SUPPLIED TEXT —
February 2, 2011 feature
Tiny heat engine may be world's smallest
(PhysOrg.com) -- Steam engines, combustion engines, and diesel engines are all different types of heat engines, which operate by converting heat energy into mechanical work. Although heat engines have existed for a long time, reducing their size down to the microscale is very difficult since both their efficiency and power density greatly decrease when their size decreases. In a new study, scientists have designed and built a miniature heat engine with a displacement volume of just 0.34 cubic micrometers, possibly making it the smallest heat engine ever built.
In their study, Peter Steeneken and coauthors from NXP Semiconductors in Eindhoven, The Netherlands, explain that, instead of using a fuel to generate heat, this heat engine uses electricity to generate heat, which it then converts into mechanical power.
The basis of the heat engine is a solid piece of micrometer-sized silicon crystal that has two short beams jutting out from one end. When 1.2 milliamps of DC current is applied to one of the beams, the beam heats up as a consequence of its electrical resistance, and expands due to thermal expansion. As a result of the piezoresistive effect, the resistance of the beam decreases when it expands so that it cools again, forcing it to contract. The mechanical power from the beams expanding and contracting is used to drive the entire silicon crystal into sustained up-and-down oscillation. As a result of its small dimensions, the crystal oscillates at a high frequency of 1.3 MHz, moving back and forth more than a million times per second.
The key [to making such a small working engine] is that we use a new operation mechanism that enables silicon to be used as a working substance, Steeneken told PhysOrg.com. Silicon can be structured using lithographic techniques which are optimized in the semiconductor industry. This allows much smaller device dimensions. At the same time, the heat capacity of silicon is much higher than that of gases or liquids, which also helps in reducing the device size. The way we transport energy to the engine using electrical interconnects also helps, because electrical wires can be made much thinner than pipes to transport gases or fluids (the viscous friction of a pipe or tube becomes very high when its diameter is reduced).

EXCERPTED RECORDS —
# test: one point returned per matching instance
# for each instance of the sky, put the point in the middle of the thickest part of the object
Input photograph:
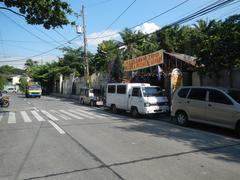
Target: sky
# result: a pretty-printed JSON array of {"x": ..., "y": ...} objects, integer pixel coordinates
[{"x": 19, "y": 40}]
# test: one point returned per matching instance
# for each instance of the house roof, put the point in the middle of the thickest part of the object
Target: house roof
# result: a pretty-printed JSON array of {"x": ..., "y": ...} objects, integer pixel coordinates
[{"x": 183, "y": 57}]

...

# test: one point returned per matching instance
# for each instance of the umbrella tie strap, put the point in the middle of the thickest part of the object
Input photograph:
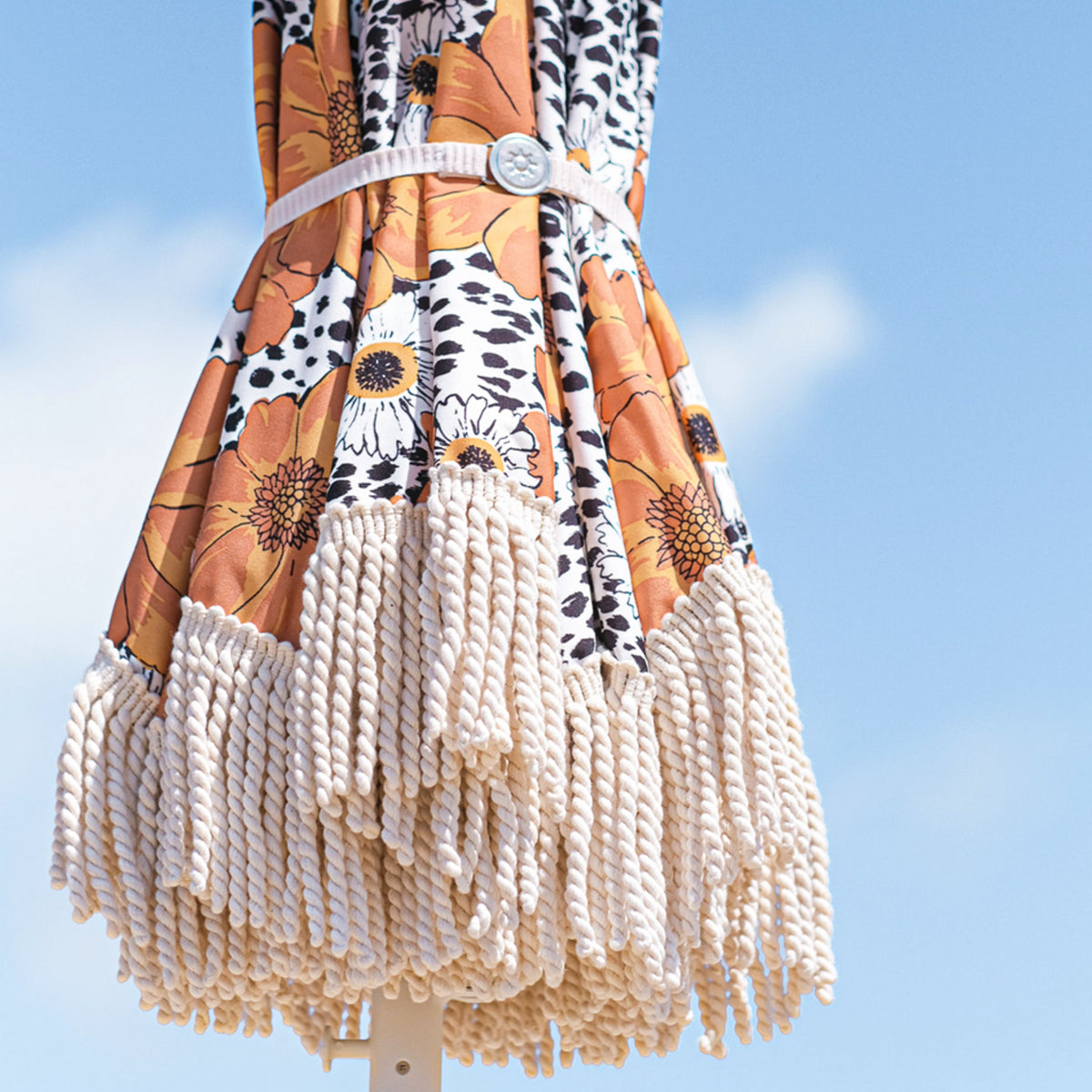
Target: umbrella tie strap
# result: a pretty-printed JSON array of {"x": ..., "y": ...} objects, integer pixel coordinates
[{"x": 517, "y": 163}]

LIST OF TASKS —
a – Transcribe the heat engine article above word for word, from the dateline to the last sentence.
b – Find each line in the records above that contains the string "roof", treating uppercase and lowercase as different, and copy those lines out.

RESULTS IN ORDER —
a –
February 2, 2011 feature
Tiny heat engine may be world's smallest
(PhysOrg.com) -- Steam engines, combustion engines, and diesel engines are all different types of heat engines, which operate by converting heat energy into mechanical work. Although heat engines have existed for a long time, reducing their size down to the microscale is very difficult since both their efficiency and power density greatly decrease when their size decreases. In a new study, scientists have designed and built a miniature heat engine with a displacement volume of just 0.34 cubic micrometers, possibly making it the smallest heat engine ever built.
In their study, Peter Steeneken and coauthors from NXP Semiconductors in Eindhoven, The Netherlands, explain that, instead of using a fuel to generate heat, this heat engine uses electricity to generate heat, which it then converts into mechanical power.
The basis of the heat engine is a solid piece of micrometer-sized silicon crystal that has two short beams jutting out from one end. When 1.2 milliamps of DC current is applied to one of the beams, the beam heats up as a consequence of its electrical resistance, and expands due to thermal expansion. As a result of the piezoresistive effect, the resistance of the beam decreases when it expands so that it cools again, forcing it to contract. The mechanical power from the beams expanding and contracting is used to drive the entire silicon crystal into sustained up-and-down oscillation. As a result of its small dimensions, the crystal oscillates at a high frequency of 1.3 MHz, moving back and forth more than a million times per second.
The key [to making such a small working engine] is that we use a new operation mechanism that enables silicon to be used as a working substance, Steeneken told PhysOrg.com. Silicon can be structured using lithographic techniques which are optimized in the semiconductor industry. This allows much smaller device dimensions. At the same time, the heat capacity of silicon is much higher than that of gases or liquids, which also helps in reducing the device size. The way we transport energy to the engine using electrical interconnects also helps, because electrical wires can be made much thinner than pipes to transport gases or fluids (the viscous friction of a pipe or tube becomes very high when its diameter is reduced).

b –
# for each instance of the house roof, put the point in the middle of the thickest part of the object
Target: house roof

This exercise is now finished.